Source document —
- - - - -

Re: relay not detected

Posted by RW <rw...@googlemail.com>.
On Tue, 22 Nov 2016 05:48:29 +0000 (UTC)
Pedro David Marco wrote:

> Thanks Bill,
> >. I don't know why some spammers do this sort of lame 
> >Received fakery, since it fingerprints their mail as spam, but it
> >has been a fairly common practice for a long time.  
> But SA did not trigger any rule about the forgering...  

SA doesn't punish unknown formats. This one might allow for a useful
rule, but it depends on how often the same pattern is repeated. 

> and debug mode does not show any message about unparseable lines. It
> seems just ignored, 

It is ignored. SA doesn't even try to parse a relay that starts with
"by". It only logs a relay as unparseable if it fails to parse a
relay that might be useful. 

This header does contain an IP address, but it's part of what the
header is claiming to be a protocol name.

> so the relay remains unchecked in RBLS.

It's worth bearing in mind that a received header logs the IP address
of the previous host, so the useful spammer IP address is recorded in
the first header that's *not* written by a spammer. Checking made-up
spammer headers does no harm, but it's not particularly important.

- - - - -

Material shown —

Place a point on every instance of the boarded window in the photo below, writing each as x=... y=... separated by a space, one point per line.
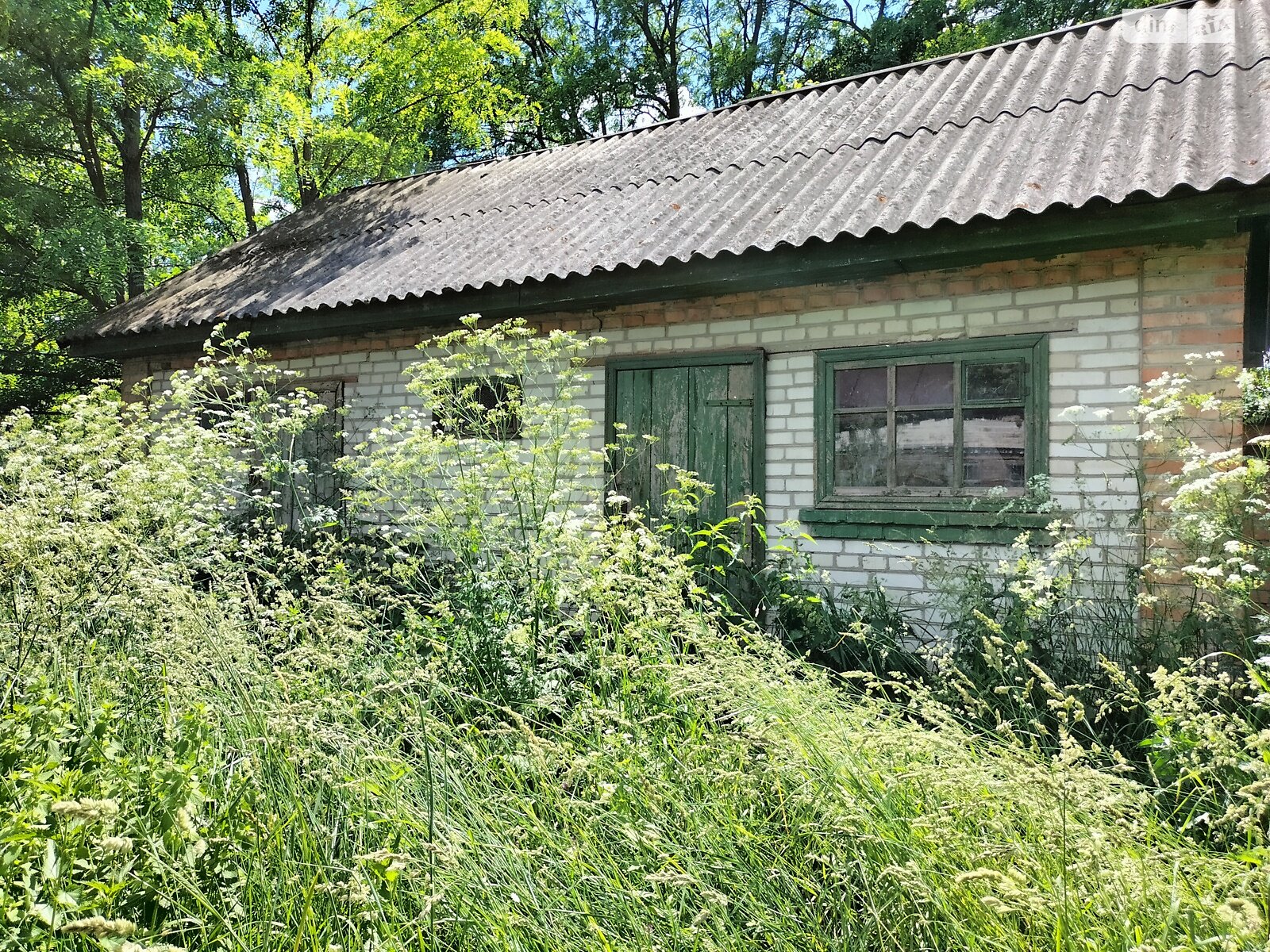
x=482 y=408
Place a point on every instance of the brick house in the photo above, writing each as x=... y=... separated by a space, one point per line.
x=868 y=301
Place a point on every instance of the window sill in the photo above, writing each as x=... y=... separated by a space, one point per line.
x=969 y=526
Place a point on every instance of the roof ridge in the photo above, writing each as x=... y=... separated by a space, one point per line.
x=764 y=160
x=784 y=94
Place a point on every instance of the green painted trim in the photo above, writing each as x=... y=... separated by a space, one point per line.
x=1033 y=349
x=920 y=526
x=687 y=359
x=1189 y=220
x=755 y=357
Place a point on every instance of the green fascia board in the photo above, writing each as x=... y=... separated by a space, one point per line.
x=1187 y=220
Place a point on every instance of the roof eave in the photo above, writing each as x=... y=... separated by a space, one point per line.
x=1185 y=219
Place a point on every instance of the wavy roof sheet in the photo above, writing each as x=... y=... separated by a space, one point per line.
x=1060 y=120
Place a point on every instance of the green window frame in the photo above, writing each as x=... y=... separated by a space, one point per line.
x=886 y=492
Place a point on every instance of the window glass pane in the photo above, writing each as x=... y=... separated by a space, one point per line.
x=865 y=386
x=924 y=448
x=924 y=385
x=860 y=451
x=995 y=448
x=995 y=381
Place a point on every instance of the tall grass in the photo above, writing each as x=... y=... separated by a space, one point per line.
x=216 y=736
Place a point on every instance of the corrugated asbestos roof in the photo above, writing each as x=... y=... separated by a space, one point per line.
x=1054 y=121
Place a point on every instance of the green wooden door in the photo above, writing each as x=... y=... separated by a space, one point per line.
x=706 y=413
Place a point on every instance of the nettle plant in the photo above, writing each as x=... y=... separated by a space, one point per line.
x=487 y=497
x=1210 y=748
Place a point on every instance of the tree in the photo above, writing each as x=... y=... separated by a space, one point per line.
x=92 y=90
x=359 y=93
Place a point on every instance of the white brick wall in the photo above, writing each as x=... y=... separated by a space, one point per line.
x=1094 y=352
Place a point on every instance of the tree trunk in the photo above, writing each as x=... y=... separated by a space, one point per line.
x=241 y=171
x=244 y=177
x=130 y=159
x=305 y=179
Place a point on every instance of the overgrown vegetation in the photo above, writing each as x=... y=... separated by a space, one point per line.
x=511 y=717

- - - - -

Prompt A —
According to the mailing-list post, why is checking made-up spammer headers not particularly important?
Prompt B —
From the mailing-list post, quote the passage that starts with the words containing "SA doesn't punish" and ends with "might be useful.".

Finished answer A —
A received header logs the IP address of the previous host. The useful spammer IP address is therefore recorded in the first header that is not written by a spammer, so checking made-up spammer headers does no harm but isn't particularly important.

Finished answer B —
SA doesn't punish unknown formats. This one might allow for a useful
rule, but it depends on how often the same pattern is repeated. 

> and debug mode does not show any message about unparseable lines. It
> seems just ignored, 

It is ignored. SA doesn't even try to parse a relay that starts with
"by". It only logs a relay as unparseable if it fails to parse a
relay that might be useful.